**Natural language region descriptions**
☆ ☆ ☆

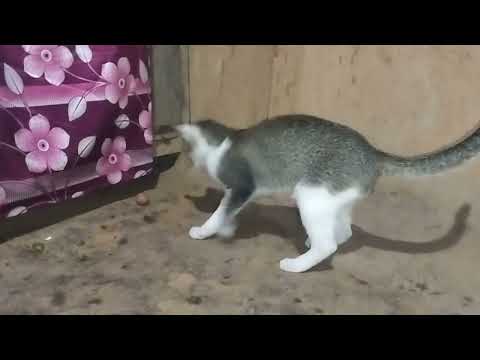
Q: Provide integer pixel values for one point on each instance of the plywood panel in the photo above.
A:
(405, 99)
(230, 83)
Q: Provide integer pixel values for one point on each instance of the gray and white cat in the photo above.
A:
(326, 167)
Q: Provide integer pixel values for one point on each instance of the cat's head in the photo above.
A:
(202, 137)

☆ ☆ ☆

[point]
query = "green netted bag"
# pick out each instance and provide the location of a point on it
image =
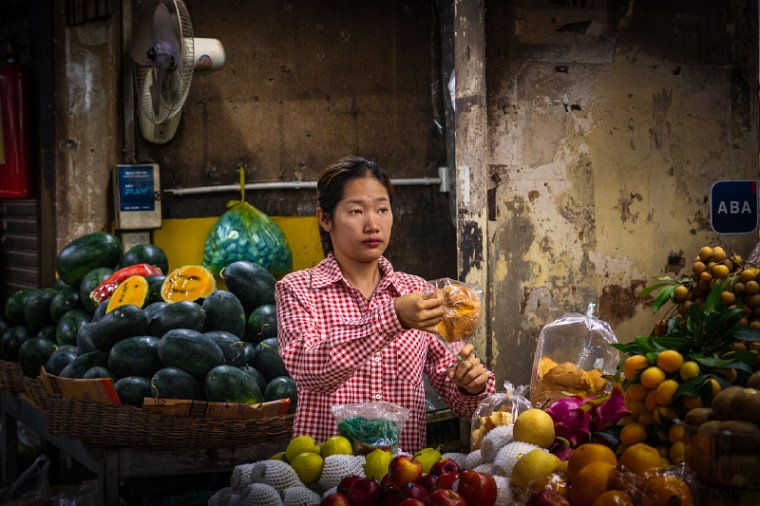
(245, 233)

☆ ☆ ☆

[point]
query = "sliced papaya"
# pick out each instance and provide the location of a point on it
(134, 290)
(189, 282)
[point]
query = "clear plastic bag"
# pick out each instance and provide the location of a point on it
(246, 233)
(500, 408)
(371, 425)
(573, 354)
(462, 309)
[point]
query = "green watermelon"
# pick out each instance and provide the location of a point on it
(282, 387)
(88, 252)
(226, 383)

☆ ☆ ☆

Search the lines above for the string "query", then show every one that has it.

query = "green netted bag"
query = "sliced papaya"
query = "clear plastic bag"
query = "green watermelon"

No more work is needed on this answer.